◆ SHORT TASK ◆
Locate each line in the listing below that contains the word "blue", and copy every such line.

◆ SUPPLIED MATERIAL ◆
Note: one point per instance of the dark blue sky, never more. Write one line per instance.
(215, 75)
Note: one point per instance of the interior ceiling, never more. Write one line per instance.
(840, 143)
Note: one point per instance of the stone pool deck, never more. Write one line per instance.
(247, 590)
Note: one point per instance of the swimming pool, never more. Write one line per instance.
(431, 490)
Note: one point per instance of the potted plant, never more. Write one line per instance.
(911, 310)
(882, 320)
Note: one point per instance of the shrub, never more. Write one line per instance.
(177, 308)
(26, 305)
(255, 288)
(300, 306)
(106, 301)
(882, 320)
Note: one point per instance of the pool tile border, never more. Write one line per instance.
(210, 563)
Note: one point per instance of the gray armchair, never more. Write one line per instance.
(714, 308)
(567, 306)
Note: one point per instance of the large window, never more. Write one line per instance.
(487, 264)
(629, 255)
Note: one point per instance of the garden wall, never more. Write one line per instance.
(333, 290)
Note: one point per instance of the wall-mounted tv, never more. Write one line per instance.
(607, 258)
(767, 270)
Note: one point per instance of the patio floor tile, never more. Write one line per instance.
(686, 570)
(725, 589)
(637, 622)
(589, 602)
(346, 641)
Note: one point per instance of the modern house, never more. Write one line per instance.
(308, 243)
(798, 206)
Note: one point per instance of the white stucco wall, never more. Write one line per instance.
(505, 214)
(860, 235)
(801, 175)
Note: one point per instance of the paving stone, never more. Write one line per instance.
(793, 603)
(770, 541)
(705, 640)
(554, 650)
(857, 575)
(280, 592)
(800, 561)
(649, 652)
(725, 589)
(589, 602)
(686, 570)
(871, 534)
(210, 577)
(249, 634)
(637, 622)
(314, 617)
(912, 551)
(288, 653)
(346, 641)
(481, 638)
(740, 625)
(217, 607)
...
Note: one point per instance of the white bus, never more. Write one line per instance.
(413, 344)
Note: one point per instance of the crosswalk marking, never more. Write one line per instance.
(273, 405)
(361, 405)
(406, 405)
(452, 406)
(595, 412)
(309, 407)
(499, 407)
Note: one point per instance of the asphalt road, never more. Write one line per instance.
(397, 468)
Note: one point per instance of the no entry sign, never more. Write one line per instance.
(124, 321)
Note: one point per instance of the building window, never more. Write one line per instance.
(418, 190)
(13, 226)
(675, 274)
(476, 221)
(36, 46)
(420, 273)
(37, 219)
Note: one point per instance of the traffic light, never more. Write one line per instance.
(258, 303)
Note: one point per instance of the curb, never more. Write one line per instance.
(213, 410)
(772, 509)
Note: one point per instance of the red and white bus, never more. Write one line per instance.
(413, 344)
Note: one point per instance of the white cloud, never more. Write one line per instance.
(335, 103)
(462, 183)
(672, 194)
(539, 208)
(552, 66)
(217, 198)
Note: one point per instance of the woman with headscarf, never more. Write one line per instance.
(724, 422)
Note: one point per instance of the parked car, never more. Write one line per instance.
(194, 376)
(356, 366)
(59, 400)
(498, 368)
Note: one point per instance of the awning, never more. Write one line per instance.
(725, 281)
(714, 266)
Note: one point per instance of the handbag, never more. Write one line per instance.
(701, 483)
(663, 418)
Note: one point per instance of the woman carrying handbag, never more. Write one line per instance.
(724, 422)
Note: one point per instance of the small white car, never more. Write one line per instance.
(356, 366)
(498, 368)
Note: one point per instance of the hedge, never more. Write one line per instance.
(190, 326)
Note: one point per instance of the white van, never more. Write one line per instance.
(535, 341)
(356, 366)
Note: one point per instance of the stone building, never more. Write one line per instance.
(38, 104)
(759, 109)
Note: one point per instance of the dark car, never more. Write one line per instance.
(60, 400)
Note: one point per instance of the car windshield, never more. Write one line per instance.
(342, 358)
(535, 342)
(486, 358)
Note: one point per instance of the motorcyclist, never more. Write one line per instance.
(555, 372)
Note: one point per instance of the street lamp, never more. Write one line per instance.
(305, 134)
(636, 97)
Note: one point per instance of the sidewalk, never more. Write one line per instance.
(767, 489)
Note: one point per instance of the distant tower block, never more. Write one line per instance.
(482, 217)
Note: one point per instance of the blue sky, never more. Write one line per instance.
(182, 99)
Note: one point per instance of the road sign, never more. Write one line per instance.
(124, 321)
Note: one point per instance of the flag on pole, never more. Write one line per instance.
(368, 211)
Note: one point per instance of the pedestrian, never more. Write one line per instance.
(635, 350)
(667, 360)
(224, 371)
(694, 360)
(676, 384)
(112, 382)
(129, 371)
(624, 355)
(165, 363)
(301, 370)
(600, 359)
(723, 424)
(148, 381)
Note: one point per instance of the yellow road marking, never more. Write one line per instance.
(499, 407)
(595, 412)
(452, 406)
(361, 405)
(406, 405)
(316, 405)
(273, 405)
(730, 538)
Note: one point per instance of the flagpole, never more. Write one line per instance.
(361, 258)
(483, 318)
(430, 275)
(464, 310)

◆ EXERCISE SOLUTION ◆
Note: one point per instance of the dark blue sky, never more. Write one line per instance.
Note: one point per instance of the blue sky, never more. Write one line per instance.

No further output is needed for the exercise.